# [Aim]
Go to the line that contains "watch band | locate" and extract it along with every line after it, exactly, through the end of the data below.

# [Material supplied]
/---
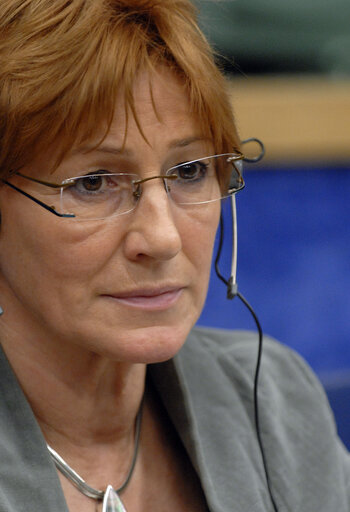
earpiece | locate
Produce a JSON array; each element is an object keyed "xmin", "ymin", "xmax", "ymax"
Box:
[{"xmin": 215, "ymin": 137, "xmax": 278, "ymax": 512}]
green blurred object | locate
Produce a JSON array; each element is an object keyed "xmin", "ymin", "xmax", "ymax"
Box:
[{"xmin": 196, "ymin": 0, "xmax": 350, "ymax": 76}]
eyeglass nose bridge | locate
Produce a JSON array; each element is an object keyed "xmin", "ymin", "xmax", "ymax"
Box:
[{"xmin": 132, "ymin": 174, "xmax": 178, "ymax": 200}]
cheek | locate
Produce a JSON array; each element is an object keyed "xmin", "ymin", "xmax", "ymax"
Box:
[
  {"xmin": 181, "ymin": 202, "xmax": 220, "ymax": 290},
  {"xmin": 0, "ymin": 211, "xmax": 124, "ymax": 298}
]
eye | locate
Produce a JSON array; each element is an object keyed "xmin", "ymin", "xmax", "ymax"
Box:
[
  {"xmin": 176, "ymin": 162, "xmax": 208, "ymax": 181},
  {"xmin": 79, "ymin": 175, "xmax": 105, "ymax": 192},
  {"xmin": 70, "ymin": 170, "xmax": 118, "ymax": 194}
]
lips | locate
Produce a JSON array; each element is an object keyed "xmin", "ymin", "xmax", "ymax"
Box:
[{"xmin": 103, "ymin": 286, "xmax": 184, "ymax": 311}]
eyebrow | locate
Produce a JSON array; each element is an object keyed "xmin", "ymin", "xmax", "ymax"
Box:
[{"xmin": 73, "ymin": 136, "xmax": 209, "ymax": 156}]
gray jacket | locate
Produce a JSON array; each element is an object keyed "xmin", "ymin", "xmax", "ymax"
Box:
[{"xmin": 0, "ymin": 328, "xmax": 350, "ymax": 512}]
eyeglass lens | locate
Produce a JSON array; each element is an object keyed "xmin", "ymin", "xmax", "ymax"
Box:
[{"xmin": 61, "ymin": 155, "xmax": 243, "ymax": 219}]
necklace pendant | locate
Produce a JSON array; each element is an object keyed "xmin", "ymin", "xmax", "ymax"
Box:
[{"xmin": 102, "ymin": 485, "xmax": 126, "ymax": 512}]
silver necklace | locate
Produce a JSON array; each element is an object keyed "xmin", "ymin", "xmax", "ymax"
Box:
[{"xmin": 47, "ymin": 402, "xmax": 142, "ymax": 512}]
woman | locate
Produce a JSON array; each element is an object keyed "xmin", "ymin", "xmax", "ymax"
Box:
[{"xmin": 0, "ymin": 0, "xmax": 349, "ymax": 512}]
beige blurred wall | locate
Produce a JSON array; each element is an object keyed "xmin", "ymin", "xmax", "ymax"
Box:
[{"xmin": 230, "ymin": 75, "xmax": 350, "ymax": 162}]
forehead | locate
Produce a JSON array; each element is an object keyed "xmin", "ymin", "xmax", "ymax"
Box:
[
  {"xmin": 26, "ymin": 67, "xmax": 211, "ymax": 178},
  {"xmin": 102, "ymin": 67, "xmax": 200, "ymax": 147}
]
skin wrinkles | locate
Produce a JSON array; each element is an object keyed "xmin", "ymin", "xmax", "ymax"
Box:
[
  {"xmin": 0, "ymin": 65, "xmax": 220, "ymax": 512},
  {"xmin": 0, "ymin": 67, "xmax": 220, "ymax": 368}
]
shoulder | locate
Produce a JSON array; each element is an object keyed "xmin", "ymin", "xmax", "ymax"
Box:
[
  {"xmin": 176, "ymin": 328, "xmax": 350, "ymax": 511},
  {"xmin": 182, "ymin": 327, "xmax": 335, "ymax": 424}
]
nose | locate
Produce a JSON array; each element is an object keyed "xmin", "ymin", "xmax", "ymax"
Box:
[{"xmin": 124, "ymin": 180, "xmax": 182, "ymax": 261}]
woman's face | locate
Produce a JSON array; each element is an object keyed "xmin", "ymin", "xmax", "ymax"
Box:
[{"xmin": 0, "ymin": 69, "xmax": 220, "ymax": 362}]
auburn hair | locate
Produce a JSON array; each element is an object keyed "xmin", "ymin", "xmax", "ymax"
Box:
[{"xmin": 0, "ymin": 0, "xmax": 239, "ymax": 178}]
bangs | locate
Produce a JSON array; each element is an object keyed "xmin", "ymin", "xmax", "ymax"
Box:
[{"xmin": 0, "ymin": 0, "xmax": 239, "ymax": 177}]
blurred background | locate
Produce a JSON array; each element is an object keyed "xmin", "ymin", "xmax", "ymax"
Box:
[{"xmin": 196, "ymin": 0, "xmax": 350, "ymax": 447}]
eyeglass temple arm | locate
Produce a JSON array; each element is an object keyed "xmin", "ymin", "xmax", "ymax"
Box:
[
  {"xmin": 2, "ymin": 180, "xmax": 75, "ymax": 217},
  {"xmin": 16, "ymin": 172, "xmax": 71, "ymax": 188}
]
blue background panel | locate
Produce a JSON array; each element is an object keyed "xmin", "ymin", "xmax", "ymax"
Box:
[{"xmin": 198, "ymin": 165, "xmax": 350, "ymax": 445}]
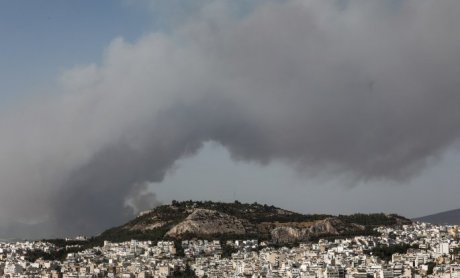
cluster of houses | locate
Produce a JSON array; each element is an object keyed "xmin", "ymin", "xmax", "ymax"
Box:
[{"xmin": 0, "ymin": 223, "xmax": 460, "ymax": 278}]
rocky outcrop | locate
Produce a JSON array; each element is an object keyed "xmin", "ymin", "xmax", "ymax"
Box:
[{"xmin": 166, "ymin": 209, "xmax": 248, "ymax": 238}]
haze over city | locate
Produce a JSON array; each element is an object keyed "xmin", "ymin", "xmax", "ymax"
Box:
[{"xmin": 0, "ymin": 0, "xmax": 460, "ymax": 238}]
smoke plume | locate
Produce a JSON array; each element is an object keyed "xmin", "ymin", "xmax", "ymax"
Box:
[{"xmin": 0, "ymin": 0, "xmax": 460, "ymax": 235}]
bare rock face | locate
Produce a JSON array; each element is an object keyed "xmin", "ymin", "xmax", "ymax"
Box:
[{"xmin": 166, "ymin": 209, "xmax": 246, "ymax": 238}]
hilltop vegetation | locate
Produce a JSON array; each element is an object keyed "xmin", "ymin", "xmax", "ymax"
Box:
[
  {"xmin": 30, "ymin": 201, "xmax": 410, "ymax": 259},
  {"xmin": 95, "ymin": 201, "xmax": 410, "ymax": 242}
]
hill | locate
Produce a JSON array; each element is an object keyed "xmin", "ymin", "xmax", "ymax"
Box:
[
  {"xmin": 95, "ymin": 201, "xmax": 410, "ymax": 243},
  {"xmin": 413, "ymin": 209, "xmax": 460, "ymax": 225}
]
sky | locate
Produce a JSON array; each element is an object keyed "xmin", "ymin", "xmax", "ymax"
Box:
[{"xmin": 0, "ymin": 0, "xmax": 460, "ymax": 238}]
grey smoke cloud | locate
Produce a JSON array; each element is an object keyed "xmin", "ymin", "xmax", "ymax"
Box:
[{"xmin": 0, "ymin": 0, "xmax": 460, "ymax": 238}]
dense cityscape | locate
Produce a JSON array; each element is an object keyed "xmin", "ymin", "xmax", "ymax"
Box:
[{"xmin": 0, "ymin": 222, "xmax": 460, "ymax": 278}]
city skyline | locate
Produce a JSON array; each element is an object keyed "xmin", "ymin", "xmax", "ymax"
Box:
[{"xmin": 0, "ymin": 0, "xmax": 460, "ymax": 237}]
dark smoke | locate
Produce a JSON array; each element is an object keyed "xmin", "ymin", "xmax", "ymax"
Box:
[{"xmin": 0, "ymin": 0, "xmax": 460, "ymax": 237}]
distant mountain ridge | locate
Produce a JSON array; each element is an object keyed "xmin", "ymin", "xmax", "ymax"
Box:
[
  {"xmin": 96, "ymin": 201, "xmax": 411, "ymax": 243},
  {"xmin": 413, "ymin": 209, "xmax": 460, "ymax": 225}
]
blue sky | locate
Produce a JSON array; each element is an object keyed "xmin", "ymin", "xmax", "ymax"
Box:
[
  {"xmin": 0, "ymin": 0, "xmax": 460, "ymax": 236},
  {"xmin": 0, "ymin": 0, "xmax": 150, "ymax": 102}
]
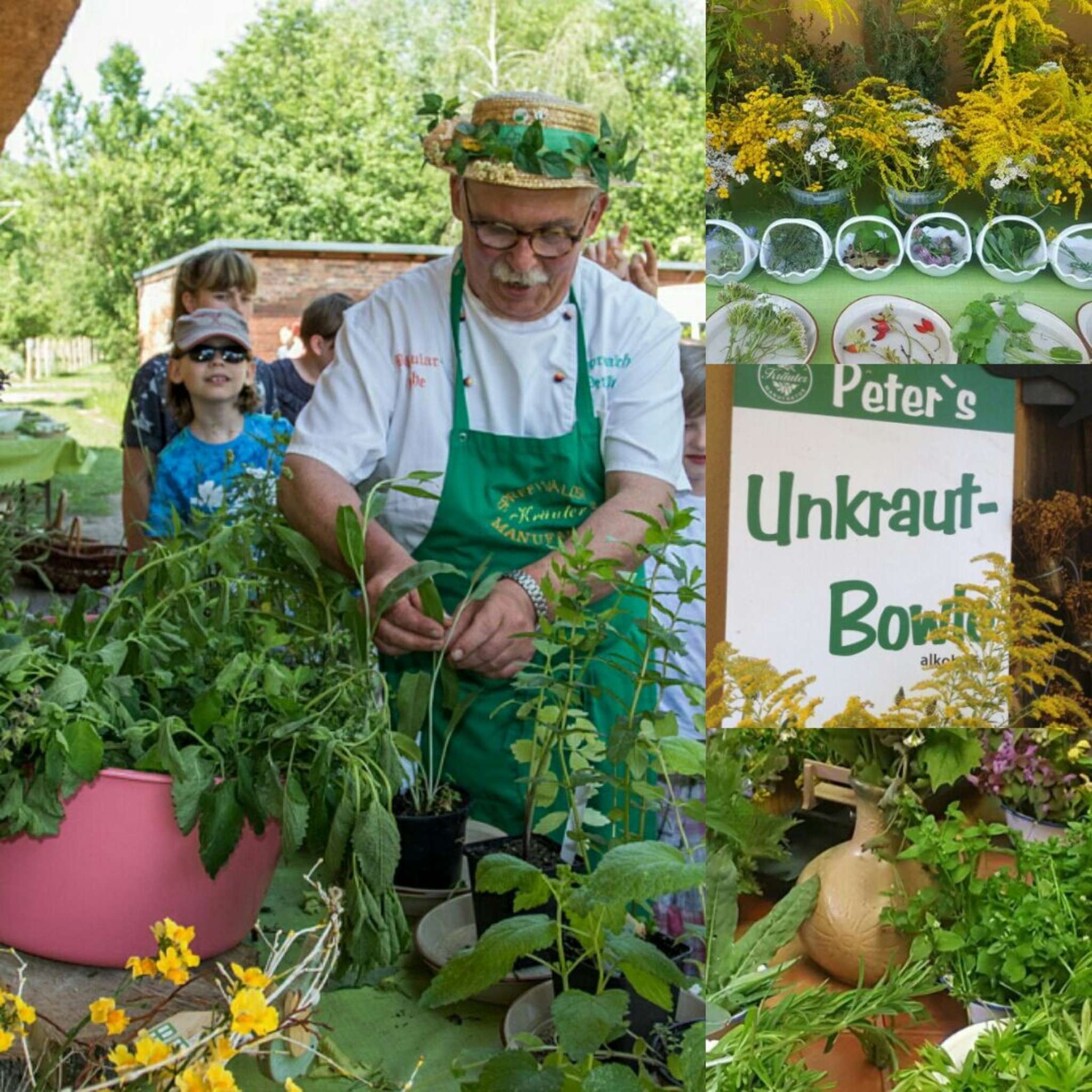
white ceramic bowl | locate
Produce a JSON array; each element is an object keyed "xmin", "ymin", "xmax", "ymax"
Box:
[
  {"xmin": 705, "ymin": 220, "xmax": 758, "ymax": 284},
  {"xmin": 940, "ymin": 1020, "xmax": 1005, "ymax": 1066},
  {"xmin": 758, "ymin": 216, "xmax": 834, "ymax": 284},
  {"xmin": 413, "ymin": 892, "xmax": 549, "ymax": 1005},
  {"xmin": 705, "ymin": 292, "xmax": 819, "ymax": 364},
  {"xmin": 831, "ymin": 295, "xmax": 957, "ymax": 364},
  {"xmin": 834, "ymin": 216, "xmax": 906, "ymax": 280},
  {"xmin": 1050, "ymin": 224, "xmax": 1092, "ymax": 292},
  {"xmin": 394, "ymin": 819, "xmax": 504, "ymax": 917},
  {"xmin": 903, "ymin": 212, "xmax": 974, "ymax": 276},
  {"xmin": 974, "ymin": 216, "xmax": 1049, "ymax": 284},
  {"xmin": 1077, "ymin": 300, "xmax": 1092, "ymax": 351}
]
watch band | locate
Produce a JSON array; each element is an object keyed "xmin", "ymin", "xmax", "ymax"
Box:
[{"xmin": 500, "ymin": 569, "xmax": 549, "ymax": 621}]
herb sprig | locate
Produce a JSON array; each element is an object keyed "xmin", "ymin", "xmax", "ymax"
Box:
\---
# [Right answer]
watch band | locate
Produce a JSON array; each element is an object keyed "xmin", "ymin", "xmax", "ymax"
Box:
[{"xmin": 500, "ymin": 569, "xmax": 549, "ymax": 621}]
herb sprig | locate
Produce a JSON array; each element is an object keyed "xmin", "ymin", "xmax", "ymax"
Box:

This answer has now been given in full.